------ RECORDS FOR THE EXERCISE
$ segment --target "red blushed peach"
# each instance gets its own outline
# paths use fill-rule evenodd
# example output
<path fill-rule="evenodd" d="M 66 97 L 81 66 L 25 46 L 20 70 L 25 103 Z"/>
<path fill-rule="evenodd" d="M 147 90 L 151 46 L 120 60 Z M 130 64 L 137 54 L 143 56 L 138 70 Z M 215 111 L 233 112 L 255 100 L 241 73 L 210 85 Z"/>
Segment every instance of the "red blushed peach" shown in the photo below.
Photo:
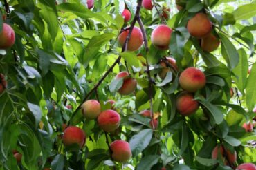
------------
# PROBLEM DESCRIPTION
Lay out every line of the records above as a Markdown table with the columns Row and Line, numbering each row and skipping blank lines. Leave the pictures out of the table.

# SOLUTION BELOW
| Row | Line |
|---|---|
| 1 | $ segment --target "red blushed peach" |
| 2 | # each instance gets its own outline |
| 3 | # paths use fill-rule evenodd |
| 4 | # example output |
| 5 | <path fill-rule="evenodd" d="M 66 97 L 81 66 L 25 46 L 20 70 L 25 103 Z"/> |
| 6 | <path fill-rule="evenodd" d="M 147 90 L 151 46 L 120 60 Z M 130 64 L 137 54 L 143 56 L 138 70 Z M 215 111 L 233 112 L 255 100 L 241 73 L 210 85 Z"/> |
| 7 | Segment every instance of the "red blushed peach" shown in the photo below. |
| 8 | Photo: |